Each line of the listing that includes "foliage" should be reported.

SOURCE INFORMATION:
################
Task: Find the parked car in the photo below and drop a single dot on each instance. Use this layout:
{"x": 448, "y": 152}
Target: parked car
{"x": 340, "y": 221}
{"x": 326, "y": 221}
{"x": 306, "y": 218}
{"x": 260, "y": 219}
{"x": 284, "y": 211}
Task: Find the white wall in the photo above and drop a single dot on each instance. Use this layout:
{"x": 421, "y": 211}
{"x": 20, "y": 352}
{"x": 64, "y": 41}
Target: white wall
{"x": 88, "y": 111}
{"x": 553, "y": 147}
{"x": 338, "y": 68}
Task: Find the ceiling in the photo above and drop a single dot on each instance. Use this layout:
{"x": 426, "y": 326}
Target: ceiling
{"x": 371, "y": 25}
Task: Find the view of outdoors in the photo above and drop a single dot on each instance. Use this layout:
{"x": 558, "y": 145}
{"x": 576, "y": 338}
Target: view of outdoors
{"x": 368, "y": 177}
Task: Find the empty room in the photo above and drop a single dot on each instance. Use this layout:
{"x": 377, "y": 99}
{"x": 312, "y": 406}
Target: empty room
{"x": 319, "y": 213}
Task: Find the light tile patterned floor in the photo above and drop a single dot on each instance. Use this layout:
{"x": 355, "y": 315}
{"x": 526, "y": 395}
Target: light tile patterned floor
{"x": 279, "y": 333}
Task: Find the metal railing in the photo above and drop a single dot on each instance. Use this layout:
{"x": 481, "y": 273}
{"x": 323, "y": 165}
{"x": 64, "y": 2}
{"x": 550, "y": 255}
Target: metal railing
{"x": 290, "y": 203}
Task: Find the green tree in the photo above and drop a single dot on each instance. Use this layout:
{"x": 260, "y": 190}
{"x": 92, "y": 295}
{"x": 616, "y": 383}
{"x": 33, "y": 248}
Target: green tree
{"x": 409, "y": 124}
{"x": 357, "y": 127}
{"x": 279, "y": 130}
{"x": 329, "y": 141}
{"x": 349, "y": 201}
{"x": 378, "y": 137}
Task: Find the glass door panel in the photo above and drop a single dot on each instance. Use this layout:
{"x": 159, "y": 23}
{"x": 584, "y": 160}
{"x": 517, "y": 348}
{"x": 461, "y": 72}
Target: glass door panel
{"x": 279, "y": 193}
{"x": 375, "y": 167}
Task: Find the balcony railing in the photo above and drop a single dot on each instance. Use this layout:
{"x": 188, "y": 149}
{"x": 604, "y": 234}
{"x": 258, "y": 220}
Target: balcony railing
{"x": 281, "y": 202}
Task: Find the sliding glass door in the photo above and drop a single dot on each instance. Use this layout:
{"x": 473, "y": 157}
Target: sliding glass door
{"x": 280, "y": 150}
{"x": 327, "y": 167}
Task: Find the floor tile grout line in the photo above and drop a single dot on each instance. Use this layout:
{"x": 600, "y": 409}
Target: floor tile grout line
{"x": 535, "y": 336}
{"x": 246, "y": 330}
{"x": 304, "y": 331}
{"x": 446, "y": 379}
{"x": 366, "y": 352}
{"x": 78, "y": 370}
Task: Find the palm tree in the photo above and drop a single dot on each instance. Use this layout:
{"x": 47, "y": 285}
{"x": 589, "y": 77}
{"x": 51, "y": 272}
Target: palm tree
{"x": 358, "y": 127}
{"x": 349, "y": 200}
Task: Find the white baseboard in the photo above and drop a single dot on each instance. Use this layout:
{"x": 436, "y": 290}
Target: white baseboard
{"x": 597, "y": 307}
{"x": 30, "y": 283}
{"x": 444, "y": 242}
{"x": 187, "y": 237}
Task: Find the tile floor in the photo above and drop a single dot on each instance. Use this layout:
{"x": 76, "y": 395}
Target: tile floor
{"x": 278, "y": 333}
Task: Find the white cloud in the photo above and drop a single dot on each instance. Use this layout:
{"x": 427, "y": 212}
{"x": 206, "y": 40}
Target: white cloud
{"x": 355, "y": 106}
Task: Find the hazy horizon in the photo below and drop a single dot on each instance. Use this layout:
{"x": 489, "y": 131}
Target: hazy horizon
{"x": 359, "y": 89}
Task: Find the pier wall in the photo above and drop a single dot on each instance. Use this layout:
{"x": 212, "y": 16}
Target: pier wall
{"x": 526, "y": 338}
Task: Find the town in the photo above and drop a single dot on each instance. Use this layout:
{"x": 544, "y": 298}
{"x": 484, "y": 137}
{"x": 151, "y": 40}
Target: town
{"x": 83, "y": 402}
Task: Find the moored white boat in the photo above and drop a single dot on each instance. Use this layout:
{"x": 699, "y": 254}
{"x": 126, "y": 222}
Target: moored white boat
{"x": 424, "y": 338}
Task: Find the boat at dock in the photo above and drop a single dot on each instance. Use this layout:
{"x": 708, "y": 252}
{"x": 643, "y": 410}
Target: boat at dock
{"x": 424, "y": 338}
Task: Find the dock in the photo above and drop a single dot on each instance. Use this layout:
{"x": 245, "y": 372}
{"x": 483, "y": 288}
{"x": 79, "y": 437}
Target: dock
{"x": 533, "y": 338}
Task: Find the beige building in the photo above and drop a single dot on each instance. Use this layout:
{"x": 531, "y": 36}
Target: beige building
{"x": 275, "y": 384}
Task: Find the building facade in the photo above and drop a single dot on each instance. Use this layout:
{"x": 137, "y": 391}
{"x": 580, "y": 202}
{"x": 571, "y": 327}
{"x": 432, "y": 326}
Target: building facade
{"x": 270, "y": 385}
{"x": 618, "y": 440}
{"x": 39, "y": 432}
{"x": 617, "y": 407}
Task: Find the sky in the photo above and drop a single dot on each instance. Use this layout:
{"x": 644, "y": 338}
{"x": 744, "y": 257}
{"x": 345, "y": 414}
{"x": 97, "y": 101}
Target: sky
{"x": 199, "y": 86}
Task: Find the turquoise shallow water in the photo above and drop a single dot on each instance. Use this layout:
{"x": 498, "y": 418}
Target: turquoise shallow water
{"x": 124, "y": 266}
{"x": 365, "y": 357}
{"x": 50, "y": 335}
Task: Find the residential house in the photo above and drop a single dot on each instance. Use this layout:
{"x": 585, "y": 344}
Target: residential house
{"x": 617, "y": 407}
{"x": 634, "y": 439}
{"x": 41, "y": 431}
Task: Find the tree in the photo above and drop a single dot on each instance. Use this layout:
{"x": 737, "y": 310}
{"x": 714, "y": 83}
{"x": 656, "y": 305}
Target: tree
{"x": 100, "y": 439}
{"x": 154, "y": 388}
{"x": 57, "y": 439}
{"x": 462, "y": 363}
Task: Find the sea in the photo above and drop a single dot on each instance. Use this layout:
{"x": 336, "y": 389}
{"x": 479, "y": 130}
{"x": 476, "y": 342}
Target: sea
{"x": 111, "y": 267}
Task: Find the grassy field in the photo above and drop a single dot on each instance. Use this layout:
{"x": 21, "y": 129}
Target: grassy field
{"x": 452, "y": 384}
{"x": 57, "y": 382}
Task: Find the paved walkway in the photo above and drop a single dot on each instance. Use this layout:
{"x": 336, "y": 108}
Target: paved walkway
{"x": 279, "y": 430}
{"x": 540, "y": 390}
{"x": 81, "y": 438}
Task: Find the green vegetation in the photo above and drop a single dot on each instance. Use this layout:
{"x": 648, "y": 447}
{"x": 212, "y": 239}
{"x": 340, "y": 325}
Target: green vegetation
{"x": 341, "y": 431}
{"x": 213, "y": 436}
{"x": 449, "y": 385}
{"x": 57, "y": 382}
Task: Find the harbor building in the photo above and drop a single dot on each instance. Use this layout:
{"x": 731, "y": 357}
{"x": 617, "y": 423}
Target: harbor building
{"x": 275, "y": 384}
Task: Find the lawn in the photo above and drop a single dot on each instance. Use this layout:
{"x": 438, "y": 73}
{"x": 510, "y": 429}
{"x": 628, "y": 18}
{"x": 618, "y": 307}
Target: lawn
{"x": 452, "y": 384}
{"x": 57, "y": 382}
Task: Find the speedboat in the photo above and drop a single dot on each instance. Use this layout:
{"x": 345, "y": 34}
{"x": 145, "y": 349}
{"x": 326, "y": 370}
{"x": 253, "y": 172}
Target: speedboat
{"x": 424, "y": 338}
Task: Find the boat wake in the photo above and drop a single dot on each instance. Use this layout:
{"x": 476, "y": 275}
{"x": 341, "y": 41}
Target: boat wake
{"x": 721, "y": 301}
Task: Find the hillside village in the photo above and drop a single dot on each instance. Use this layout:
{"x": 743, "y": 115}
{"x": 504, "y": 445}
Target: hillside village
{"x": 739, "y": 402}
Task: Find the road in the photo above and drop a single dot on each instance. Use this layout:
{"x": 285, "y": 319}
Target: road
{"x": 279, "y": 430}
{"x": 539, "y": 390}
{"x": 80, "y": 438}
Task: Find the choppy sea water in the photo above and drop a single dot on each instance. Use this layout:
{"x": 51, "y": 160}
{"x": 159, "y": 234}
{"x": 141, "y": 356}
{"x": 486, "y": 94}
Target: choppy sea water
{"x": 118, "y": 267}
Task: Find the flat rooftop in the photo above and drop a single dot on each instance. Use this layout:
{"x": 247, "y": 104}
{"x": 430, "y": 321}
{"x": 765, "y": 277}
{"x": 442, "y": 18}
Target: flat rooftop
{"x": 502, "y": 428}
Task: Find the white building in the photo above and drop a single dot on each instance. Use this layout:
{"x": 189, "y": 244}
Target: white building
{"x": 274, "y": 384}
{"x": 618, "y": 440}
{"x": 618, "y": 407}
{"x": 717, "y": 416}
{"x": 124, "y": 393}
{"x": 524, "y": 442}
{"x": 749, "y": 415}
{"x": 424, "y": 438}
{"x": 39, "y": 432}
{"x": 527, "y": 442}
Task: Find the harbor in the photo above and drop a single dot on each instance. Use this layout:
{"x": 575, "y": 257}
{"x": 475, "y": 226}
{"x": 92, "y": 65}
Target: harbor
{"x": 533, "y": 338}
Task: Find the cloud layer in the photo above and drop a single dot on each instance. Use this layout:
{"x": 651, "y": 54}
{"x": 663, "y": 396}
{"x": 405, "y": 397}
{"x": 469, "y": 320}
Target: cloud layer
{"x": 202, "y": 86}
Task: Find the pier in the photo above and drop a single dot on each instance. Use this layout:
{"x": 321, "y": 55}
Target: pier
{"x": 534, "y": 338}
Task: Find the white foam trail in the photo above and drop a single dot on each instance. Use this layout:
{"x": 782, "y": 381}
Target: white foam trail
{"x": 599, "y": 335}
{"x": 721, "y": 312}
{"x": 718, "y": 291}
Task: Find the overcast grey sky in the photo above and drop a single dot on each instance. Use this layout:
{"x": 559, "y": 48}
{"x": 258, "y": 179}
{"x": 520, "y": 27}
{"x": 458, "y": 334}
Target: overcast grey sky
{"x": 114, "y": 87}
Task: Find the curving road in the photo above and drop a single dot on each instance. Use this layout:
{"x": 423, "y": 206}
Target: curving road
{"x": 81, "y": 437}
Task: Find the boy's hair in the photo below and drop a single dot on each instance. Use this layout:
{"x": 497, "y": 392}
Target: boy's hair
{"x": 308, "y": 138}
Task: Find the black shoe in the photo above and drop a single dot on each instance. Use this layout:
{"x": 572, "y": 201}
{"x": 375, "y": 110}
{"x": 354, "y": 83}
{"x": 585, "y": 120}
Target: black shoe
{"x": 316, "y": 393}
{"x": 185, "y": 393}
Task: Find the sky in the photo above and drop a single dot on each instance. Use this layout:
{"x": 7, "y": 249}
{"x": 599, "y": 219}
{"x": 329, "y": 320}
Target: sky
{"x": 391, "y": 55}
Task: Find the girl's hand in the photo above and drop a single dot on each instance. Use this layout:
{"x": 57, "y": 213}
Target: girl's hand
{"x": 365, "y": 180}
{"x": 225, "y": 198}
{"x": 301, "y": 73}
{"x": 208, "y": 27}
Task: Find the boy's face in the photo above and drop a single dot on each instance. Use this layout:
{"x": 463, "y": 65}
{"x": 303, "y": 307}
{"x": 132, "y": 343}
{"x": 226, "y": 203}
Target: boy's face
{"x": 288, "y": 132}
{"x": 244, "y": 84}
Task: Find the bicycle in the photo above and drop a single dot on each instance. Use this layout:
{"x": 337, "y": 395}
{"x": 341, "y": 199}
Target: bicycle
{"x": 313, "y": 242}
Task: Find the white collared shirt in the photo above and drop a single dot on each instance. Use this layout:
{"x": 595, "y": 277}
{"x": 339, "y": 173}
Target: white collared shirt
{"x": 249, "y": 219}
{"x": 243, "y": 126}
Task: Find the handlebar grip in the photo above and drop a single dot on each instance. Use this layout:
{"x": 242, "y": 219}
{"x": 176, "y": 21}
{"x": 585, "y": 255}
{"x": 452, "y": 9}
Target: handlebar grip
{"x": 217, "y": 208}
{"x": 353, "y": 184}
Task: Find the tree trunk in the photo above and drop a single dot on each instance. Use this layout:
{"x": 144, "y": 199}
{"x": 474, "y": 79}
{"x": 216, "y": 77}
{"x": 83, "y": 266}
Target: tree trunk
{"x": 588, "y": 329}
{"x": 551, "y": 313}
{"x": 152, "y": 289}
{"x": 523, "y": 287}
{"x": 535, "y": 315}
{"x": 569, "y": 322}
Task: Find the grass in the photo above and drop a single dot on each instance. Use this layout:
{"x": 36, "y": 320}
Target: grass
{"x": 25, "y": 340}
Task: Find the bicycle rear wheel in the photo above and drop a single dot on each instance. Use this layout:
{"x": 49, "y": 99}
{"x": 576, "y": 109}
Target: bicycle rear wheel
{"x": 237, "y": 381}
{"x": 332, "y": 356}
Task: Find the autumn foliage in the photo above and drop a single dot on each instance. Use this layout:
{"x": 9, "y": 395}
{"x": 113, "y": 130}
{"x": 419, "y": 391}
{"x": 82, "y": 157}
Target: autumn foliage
################
EXPECTED ANSWER:
Task: Find the autumn foliage in the photo above and drop a single dot on each instance. Use this layout:
Target: autumn foliage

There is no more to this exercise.